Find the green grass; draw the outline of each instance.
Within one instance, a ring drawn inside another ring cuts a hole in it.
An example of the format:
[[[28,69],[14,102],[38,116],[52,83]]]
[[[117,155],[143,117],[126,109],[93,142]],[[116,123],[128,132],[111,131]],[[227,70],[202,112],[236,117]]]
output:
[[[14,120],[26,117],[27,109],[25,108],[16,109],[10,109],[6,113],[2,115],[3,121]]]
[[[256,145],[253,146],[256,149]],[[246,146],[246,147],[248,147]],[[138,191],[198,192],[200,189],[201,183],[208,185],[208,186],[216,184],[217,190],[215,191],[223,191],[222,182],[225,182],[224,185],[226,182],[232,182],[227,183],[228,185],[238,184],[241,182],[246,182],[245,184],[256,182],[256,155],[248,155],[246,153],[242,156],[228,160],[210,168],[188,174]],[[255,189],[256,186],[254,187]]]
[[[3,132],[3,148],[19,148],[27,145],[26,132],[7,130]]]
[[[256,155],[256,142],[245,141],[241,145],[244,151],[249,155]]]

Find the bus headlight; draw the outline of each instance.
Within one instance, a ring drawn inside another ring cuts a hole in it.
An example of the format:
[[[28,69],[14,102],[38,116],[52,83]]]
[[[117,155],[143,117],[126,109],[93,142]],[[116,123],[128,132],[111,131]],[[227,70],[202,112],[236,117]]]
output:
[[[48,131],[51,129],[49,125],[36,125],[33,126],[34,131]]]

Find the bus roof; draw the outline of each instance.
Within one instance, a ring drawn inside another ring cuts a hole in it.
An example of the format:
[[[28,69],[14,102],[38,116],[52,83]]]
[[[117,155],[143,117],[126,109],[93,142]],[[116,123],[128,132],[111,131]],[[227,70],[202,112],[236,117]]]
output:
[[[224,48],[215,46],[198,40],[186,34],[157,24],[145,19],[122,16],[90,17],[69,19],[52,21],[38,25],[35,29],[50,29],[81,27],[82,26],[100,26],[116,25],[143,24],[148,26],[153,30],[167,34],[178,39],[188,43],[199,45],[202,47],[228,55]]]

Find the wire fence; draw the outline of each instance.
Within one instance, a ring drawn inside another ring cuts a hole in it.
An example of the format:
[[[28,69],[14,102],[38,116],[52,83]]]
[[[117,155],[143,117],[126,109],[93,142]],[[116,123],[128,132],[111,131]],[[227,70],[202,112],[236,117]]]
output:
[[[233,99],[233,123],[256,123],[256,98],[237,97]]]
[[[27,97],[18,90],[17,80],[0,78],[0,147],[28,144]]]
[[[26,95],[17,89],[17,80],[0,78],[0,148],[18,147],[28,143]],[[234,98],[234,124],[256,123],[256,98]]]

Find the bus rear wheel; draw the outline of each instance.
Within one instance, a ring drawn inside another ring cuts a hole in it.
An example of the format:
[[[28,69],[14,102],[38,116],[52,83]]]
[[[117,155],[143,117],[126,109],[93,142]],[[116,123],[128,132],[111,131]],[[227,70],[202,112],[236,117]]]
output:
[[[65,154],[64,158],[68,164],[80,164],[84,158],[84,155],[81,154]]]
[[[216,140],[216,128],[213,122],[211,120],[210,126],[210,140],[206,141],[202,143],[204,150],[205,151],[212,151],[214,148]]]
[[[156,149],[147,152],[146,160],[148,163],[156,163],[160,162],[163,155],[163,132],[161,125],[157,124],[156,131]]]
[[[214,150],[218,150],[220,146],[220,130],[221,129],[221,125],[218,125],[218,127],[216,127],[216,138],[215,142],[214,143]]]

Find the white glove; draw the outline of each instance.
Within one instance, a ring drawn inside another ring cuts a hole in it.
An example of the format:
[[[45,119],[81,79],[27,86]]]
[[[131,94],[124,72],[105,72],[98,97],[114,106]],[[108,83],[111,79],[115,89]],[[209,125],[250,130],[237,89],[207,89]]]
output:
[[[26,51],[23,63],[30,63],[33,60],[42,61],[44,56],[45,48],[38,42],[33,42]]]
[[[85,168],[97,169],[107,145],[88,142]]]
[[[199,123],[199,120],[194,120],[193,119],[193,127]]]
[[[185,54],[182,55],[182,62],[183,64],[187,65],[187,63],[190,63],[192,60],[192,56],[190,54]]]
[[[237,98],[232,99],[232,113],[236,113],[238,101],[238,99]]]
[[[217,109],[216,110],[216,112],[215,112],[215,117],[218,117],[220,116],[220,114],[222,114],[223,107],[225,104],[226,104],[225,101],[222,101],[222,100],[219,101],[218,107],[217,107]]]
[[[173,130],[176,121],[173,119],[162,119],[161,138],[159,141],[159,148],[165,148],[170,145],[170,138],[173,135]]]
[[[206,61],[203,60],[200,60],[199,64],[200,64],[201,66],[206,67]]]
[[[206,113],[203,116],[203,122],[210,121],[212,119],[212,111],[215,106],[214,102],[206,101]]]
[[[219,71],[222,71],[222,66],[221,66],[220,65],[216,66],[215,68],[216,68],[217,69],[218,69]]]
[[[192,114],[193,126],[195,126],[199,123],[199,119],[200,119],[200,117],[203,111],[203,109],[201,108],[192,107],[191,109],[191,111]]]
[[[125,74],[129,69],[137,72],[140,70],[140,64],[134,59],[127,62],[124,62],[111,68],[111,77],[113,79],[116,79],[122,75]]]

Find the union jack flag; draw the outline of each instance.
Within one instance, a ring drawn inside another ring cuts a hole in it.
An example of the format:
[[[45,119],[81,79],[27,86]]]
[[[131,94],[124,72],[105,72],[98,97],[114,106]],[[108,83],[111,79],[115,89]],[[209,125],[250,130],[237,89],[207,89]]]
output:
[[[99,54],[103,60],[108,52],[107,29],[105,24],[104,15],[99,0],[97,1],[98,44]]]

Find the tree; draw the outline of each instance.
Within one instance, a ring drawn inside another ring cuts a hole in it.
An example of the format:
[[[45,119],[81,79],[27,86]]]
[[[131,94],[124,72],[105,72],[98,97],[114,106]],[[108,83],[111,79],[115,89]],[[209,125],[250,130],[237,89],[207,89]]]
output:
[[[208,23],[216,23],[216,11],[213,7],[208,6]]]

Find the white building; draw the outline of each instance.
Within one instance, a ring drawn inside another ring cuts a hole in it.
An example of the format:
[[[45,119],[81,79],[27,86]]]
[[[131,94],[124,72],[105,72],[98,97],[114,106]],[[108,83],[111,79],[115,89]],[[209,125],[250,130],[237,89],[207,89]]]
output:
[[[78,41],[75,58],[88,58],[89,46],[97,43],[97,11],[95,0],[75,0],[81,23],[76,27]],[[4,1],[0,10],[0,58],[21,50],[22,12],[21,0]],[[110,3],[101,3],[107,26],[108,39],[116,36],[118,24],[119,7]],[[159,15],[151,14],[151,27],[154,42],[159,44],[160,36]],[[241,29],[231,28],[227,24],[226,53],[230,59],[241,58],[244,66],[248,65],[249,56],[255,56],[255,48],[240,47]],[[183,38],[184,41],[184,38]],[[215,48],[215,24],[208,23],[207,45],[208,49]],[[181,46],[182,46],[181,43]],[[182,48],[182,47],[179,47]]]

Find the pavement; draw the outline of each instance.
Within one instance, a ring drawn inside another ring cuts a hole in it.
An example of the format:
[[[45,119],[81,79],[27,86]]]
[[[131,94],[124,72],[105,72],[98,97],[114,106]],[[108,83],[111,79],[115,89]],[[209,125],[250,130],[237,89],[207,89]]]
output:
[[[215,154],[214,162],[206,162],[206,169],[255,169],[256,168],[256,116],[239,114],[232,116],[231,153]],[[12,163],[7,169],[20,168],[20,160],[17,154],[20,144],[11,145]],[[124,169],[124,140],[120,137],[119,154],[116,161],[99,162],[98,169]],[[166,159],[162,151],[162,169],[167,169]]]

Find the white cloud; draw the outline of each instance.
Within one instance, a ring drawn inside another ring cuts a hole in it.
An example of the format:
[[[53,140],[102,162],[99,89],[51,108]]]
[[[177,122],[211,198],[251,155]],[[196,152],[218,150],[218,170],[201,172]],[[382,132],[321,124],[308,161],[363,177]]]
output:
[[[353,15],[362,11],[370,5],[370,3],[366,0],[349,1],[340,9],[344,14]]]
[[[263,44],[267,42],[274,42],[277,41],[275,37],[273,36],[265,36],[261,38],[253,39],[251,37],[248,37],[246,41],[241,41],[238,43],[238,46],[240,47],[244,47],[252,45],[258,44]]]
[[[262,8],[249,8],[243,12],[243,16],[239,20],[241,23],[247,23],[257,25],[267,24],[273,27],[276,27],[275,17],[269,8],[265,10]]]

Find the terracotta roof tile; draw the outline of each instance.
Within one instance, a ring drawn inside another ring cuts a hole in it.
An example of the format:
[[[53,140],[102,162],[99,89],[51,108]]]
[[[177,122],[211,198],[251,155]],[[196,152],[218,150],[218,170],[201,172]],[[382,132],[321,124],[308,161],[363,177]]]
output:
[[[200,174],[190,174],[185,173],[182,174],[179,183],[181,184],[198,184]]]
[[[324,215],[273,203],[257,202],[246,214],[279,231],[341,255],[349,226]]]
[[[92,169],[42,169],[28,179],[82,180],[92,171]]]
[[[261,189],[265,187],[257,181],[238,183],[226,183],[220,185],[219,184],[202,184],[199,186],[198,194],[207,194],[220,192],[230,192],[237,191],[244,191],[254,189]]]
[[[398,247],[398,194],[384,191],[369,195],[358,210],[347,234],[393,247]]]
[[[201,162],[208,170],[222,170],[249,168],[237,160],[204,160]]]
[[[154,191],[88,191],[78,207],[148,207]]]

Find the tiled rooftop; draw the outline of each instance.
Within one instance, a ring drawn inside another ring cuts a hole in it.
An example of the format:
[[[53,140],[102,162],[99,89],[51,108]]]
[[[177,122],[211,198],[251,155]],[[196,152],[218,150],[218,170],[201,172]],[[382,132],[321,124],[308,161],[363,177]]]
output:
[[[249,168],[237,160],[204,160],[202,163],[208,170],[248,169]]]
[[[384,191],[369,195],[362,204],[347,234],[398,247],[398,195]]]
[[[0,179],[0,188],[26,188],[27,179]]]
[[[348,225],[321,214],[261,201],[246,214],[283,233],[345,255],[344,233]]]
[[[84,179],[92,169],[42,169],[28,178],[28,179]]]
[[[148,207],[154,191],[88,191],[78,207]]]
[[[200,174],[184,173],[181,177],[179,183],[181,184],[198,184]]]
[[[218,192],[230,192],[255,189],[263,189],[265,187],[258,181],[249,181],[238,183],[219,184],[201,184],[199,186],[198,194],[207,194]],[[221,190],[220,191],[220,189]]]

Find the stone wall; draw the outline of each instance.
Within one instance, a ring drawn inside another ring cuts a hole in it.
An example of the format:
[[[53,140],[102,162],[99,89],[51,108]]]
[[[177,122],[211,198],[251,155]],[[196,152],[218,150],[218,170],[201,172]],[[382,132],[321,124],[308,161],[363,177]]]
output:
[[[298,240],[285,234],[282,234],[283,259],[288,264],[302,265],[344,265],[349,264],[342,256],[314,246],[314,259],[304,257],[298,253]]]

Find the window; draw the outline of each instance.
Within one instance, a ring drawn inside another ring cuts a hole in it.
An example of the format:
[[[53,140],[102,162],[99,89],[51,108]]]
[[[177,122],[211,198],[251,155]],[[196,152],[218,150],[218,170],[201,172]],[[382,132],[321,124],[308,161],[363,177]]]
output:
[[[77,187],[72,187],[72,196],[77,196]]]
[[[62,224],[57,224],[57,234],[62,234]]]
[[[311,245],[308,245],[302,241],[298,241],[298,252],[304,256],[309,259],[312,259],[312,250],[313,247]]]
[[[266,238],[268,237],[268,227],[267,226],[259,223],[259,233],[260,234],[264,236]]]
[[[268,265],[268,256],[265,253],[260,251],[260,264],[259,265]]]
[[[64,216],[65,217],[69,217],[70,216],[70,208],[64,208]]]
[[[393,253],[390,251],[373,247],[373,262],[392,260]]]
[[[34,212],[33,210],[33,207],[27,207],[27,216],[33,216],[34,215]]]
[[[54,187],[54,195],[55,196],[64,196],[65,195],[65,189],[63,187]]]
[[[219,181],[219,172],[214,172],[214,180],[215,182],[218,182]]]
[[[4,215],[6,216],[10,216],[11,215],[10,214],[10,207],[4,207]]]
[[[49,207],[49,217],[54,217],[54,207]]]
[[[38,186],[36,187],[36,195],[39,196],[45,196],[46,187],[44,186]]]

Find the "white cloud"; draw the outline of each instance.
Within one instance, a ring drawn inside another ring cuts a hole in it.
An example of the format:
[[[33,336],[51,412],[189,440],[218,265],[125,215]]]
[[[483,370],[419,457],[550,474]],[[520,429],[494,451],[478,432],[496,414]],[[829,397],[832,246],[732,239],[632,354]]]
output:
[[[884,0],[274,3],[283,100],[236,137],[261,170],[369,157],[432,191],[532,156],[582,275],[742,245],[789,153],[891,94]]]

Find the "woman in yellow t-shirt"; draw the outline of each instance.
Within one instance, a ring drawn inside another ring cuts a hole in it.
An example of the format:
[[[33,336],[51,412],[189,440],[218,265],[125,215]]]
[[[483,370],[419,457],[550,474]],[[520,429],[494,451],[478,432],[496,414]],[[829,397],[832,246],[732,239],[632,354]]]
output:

◆ **URAIAN TUGAS**
Salin ulang baris di atas tanpa perubahan apa pun. Mulailah dari baris paling awal dan berhentilah pada baris yang memuat "[[[256,155],[256,142],[245,141],[241,145],[244,151],[249,155]]]", dengan kedua baris ujung itu ikut disalin.

◆ **HASIL LATIHAN**
Find the green grass; draw the outline of each instance.
Within one instance, a ring drawn inside another ring cuts a hole in it.
An example of the format:
[[[28,69],[14,102],[38,116],[52,83]]]
[[[117,155],[143,117],[126,109],[93,142]],[[116,123],[128,132],[111,131]],[[227,70],[202,112],[236,117]]]
output:
[[[14,120],[26,117],[27,109],[25,108],[16,109],[10,109],[6,113],[2,115],[3,121]]]
[[[256,145],[253,146],[256,149]],[[246,146],[246,147],[248,147]],[[138,191],[198,192],[200,189],[201,183],[208,185],[208,186],[216,184],[217,190],[215,191],[223,191],[222,182],[225,182],[224,185],[226,182],[232,182],[227,183],[228,185],[238,184],[241,182],[246,182],[245,184],[256,182],[256,155],[248,155],[246,153],[242,156],[228,160],[210,168],[188,174]],[[255,189],[256,186],[254,187]]]
[[[3,132],[3,148],[19,148],[27,145],[26,132],[7,130]]]
[[[256,155],[256,142],[245,141],[241,145],[244,151],[249,155]]]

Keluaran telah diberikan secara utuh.